● RECORDS SHOWN

--

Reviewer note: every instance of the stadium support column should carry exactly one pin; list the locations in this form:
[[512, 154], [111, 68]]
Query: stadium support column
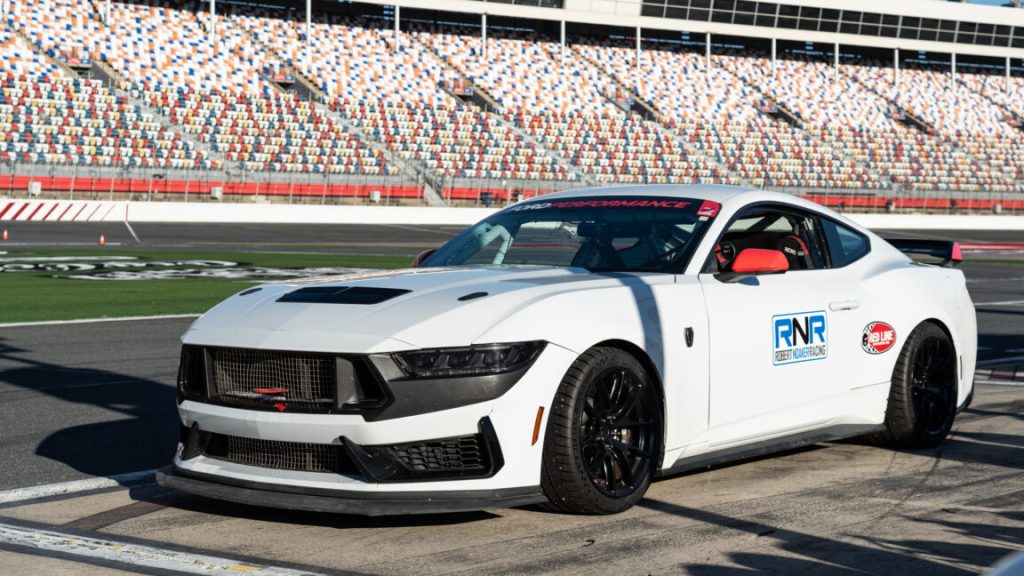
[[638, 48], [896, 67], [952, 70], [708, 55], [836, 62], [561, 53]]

--

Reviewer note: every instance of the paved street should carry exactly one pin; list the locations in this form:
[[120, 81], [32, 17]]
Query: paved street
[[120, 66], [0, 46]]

--

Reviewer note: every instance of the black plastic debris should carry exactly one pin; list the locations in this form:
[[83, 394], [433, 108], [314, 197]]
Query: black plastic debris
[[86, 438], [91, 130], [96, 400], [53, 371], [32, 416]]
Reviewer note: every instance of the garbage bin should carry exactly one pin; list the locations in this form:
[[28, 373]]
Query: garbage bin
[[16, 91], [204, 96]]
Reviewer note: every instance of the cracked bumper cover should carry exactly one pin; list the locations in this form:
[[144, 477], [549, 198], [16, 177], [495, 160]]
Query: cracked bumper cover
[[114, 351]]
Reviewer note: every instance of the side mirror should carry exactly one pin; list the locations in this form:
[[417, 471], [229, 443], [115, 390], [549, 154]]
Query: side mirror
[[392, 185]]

--

● WORK INSTRUCTIONS
Express the rows from the line containing "Reviewer note: every instance of the cracked" through the line containing "[[392, 185]]", both included, as a JSON list of strings with one string per line and blank lines omitted.

● EXERCISE OUTPUT
[
  "Reviewer note: every instance of the cracked bumper cover should carry exactly one pin; list the locations in this form:",
  "[[144, 477], [549, 198], [16, 177], [495, 160]]",
  "Query: cracked bumper cover",
  "[[114, 351]]",
  "Reviewer note: every instance of the side mirror should carry exactly one pin; list the locations in this form:",
  "[[417, 471], [229, 443], [115, 390], [549, 154]]",
  "Query: side mirror",
  "[[392, 185]]"
]